УСЛОВИЯ ЗАДАНИЙ —
(1) Изложите отрывок о Лебедеве в двух предложениях.
(2) Перепечатайте из отрывка о Лебедеве часть, которая открывается словами «Международное признание сказалось» и завершается словами «но своя лаборатория.».
(3) В каком году, согласно отрывку о Лебедеве, он стал профессором Московского университета?

ФРАГМЕНТ ДОКУМЕНТА —
────────────────

Но лечиться и отдыхать, забывая о деле, Лебедев не мог. Однажды, когда врачи особенно настаивали на лечении и не просто пугали, а серьезно предупреждали о нависшей над ним угрозе, он ответил:
— Пусть я умру, а работу доведу до конца.
Климент Аркадьевич Тимирязев вспоминает другой эпизод:
«Несколько лет назад больной, измученный нашими проклятыми экзаменами, он вырывается на предписанный ему врачами отдых в горы — в Швейцарию. Проездом останавливается в Гейдельберге и взбирается на гору Кёнигштуль в астрономическую лабораторию Вольфа. Знаменитый ученый Вольф говорит ему, что глаза всех астрономов обращены на него, что только от него ждут они разрешения интересующей их задачи.
Спускаясь обратно с Кёнигштуля, Лебедев передумывает снова давно занимавшую его задачу и, наконец, находит ее разрешение. На другой день, забыв про необходимый отдых и предписание врачей, он, вместо того чтобы продолжать свой путь на юг, поворачивает на север, в душную, пыльную Москву».
Международное признание сказалось и на отношении к Лебедеву на родине. Российская академия наук присудила ему премию. И в 1900 году он стал профессором Московского университета. Вместе со званием появилось главное материальное благо — совсем маленькая, но своя лаборатория.

────────────────

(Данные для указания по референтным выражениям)
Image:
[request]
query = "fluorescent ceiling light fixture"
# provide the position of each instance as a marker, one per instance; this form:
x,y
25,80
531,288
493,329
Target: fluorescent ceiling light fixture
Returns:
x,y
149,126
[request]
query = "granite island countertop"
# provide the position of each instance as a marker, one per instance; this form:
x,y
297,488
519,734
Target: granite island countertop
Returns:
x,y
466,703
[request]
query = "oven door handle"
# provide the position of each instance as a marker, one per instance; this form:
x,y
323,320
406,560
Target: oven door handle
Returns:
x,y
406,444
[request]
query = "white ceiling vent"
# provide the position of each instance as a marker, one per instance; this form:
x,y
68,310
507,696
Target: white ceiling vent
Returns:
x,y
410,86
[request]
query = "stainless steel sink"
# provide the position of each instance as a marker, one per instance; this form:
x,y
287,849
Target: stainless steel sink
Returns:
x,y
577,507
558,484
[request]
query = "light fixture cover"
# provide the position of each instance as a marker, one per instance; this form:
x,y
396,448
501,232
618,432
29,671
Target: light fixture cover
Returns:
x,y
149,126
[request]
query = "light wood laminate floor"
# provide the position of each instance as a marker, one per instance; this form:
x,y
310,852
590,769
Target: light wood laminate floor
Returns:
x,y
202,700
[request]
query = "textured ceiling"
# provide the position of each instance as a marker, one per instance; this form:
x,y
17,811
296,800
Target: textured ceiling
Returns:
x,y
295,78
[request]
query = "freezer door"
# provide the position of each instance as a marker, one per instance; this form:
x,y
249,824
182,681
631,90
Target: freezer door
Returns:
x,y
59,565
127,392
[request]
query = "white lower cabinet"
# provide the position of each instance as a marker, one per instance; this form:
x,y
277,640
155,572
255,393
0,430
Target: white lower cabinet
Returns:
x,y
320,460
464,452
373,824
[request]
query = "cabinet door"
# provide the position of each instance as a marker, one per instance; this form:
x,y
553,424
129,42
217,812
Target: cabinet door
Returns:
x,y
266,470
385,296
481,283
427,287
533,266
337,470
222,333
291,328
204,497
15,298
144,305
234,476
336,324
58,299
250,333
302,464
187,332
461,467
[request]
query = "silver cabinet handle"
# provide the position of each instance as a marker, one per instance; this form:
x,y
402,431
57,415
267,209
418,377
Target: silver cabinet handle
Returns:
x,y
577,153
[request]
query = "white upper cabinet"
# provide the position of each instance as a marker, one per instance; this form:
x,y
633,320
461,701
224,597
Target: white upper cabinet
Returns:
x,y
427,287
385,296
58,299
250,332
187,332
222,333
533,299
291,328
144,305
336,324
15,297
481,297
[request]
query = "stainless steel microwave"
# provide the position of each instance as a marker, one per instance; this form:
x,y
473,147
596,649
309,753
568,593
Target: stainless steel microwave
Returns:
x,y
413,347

────────────────

ОТВЕТЫ К ЗАДАНИЯМ —
(1) Лебедев не мог лечиться и отдыхать, забывая о деле: по воспоминаниям Тимирязева, он, едучи на предписанный врачами отдых, нашел решение давно занимавшей его задачи и вместо юга повернул обратно в Москву. Международное признание сказалось и на отношении к нему на родине: Российская академия наук присудила ему премию, в 1900 году он стал профессором Московского университета и получил маленькую, но свою лабораторию.

(2)
Международное признание сказалось и на отношении к Лебедеву на родине. Российская академия наук присудила ему премию. И в 1900 году он стал профессором Московского университета. Вместе со званием появилось главное материальное благо — совсем маленькая, но своя лаборатория.

(3) В 1900 году.